Pointing records –
[BEGIN]

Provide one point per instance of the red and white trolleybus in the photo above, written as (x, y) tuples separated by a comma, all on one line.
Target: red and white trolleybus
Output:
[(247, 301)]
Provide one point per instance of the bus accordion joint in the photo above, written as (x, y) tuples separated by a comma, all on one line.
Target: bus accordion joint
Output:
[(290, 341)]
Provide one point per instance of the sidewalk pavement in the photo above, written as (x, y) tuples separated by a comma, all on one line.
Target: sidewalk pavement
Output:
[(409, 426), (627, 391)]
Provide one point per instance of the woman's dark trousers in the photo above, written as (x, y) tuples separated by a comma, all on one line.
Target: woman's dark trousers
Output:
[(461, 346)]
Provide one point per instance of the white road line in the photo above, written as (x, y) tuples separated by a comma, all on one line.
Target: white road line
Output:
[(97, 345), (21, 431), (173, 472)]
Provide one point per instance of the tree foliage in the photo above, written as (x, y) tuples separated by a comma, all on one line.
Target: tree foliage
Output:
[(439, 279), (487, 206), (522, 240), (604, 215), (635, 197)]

[END]
[BEGIN]

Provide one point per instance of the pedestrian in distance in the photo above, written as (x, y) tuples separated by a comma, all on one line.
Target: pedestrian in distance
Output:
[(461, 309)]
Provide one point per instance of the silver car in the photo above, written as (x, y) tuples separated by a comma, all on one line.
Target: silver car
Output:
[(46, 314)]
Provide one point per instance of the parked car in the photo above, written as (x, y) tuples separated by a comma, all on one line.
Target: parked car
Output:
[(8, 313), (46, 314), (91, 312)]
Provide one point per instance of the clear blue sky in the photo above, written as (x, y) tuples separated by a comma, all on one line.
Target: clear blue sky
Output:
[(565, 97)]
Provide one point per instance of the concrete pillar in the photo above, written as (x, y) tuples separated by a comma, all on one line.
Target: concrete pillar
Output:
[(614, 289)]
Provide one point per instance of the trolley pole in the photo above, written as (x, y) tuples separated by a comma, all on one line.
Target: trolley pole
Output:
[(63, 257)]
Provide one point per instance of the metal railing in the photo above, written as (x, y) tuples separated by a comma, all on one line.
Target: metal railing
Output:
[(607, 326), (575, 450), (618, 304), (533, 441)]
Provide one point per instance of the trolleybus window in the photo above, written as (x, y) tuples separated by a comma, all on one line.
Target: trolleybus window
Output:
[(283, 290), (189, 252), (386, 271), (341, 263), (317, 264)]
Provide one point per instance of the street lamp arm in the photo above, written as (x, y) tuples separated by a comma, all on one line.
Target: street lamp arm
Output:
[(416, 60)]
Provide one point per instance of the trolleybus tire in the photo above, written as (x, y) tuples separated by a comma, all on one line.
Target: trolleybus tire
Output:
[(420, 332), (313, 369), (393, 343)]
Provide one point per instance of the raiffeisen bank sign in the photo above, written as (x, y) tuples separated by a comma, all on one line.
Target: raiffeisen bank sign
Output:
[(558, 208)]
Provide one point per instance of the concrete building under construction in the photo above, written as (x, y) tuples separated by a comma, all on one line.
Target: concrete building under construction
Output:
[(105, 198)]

[END]

WRITTEN PROBLEM –
Switch "trolleybus" to "tram" in the material from the line with "Provide one point per instance of the street" up to and including the line with "[(105, 198)]". Give back only those lines, with everything else left unchanged.

RESULT OF THE TASK –
Provide one point per instance of the street lamp arm in the photo above, written as (x, y) tuples separated by a comma, all on one line.
Target: street lamp arm
Output:
[(416, 60)]
Provide one point per instance of the tram tire in the photo above, written as (x, y) tuples separated by a comma, all on one line.
Target: tram tire
Output:
[(420, 332), (313, 369), (393, 343)]
Provide one point per instance of the raiffeisen bank sign in the photo above, written as (x, y) tuples separated by a comma, all on one line.
Target: raiffeisen bank sign
Output:
[(558, 208)]
Provide one point per instance of the concrete building under construction in the photo above, written as (x, y) tuples separated by a comma, all on one line.
Target: concrete building under construction
Output:
[(105, 198)]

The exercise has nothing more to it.